- **EXERCISE DETAILS**:
How many lines in the material below contain the string "right"? Matching is case-sensitive; reply with the number alone.

- **INFORMATION PROVIDED**:
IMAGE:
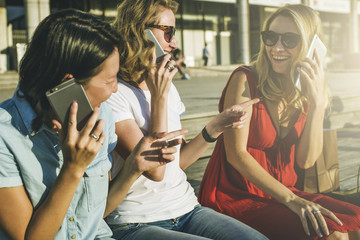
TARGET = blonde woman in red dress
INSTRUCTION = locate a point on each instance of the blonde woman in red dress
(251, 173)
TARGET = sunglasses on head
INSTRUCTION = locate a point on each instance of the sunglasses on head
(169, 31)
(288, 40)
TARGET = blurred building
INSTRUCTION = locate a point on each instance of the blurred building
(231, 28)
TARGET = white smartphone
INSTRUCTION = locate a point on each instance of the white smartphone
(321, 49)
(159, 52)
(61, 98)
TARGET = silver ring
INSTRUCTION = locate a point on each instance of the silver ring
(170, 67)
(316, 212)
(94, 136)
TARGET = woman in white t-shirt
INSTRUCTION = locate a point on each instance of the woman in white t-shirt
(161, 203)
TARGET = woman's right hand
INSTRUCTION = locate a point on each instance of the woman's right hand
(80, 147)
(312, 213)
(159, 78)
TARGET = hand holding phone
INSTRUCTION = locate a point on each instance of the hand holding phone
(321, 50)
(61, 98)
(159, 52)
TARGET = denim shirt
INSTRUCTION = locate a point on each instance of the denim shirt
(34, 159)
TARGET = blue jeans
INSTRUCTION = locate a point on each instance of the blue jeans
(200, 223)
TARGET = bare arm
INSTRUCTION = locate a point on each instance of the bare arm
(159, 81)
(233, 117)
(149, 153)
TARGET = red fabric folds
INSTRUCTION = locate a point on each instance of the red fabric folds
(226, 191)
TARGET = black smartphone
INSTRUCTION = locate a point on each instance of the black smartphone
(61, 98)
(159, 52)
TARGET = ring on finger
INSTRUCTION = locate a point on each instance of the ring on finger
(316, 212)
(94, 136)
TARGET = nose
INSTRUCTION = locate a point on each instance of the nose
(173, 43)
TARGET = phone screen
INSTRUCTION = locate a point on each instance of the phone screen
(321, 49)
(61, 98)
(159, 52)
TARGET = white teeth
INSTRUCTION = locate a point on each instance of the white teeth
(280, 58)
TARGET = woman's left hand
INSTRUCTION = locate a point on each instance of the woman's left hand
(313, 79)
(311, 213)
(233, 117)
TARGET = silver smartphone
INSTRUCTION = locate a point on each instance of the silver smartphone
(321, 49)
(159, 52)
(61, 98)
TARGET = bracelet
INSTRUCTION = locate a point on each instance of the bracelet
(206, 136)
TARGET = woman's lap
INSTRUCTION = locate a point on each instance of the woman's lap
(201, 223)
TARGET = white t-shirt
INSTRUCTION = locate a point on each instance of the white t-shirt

...

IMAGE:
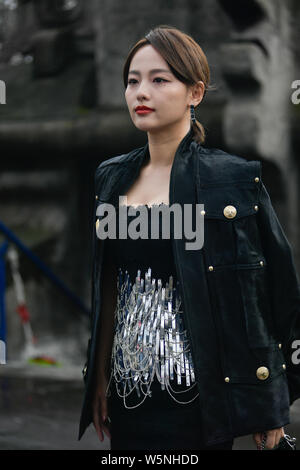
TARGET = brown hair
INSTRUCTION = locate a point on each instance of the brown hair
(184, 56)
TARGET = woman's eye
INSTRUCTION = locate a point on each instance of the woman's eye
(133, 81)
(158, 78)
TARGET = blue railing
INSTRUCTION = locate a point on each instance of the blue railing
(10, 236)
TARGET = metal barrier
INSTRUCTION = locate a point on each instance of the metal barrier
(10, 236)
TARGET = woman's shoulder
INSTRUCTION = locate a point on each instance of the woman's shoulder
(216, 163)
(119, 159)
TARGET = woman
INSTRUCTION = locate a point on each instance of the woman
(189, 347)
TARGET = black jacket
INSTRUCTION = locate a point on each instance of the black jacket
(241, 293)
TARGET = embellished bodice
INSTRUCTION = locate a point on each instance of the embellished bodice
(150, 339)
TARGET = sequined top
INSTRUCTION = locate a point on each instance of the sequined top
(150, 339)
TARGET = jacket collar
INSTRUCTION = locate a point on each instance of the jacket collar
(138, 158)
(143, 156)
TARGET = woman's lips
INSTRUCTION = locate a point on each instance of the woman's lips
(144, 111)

---

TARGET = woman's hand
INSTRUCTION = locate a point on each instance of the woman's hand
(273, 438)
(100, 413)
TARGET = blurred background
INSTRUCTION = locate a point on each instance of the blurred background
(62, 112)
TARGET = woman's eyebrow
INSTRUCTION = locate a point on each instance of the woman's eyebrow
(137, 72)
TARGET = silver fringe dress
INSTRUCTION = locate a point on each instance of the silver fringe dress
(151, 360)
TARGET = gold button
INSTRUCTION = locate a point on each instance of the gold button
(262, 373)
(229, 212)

- **TASK OUTPUT**:
2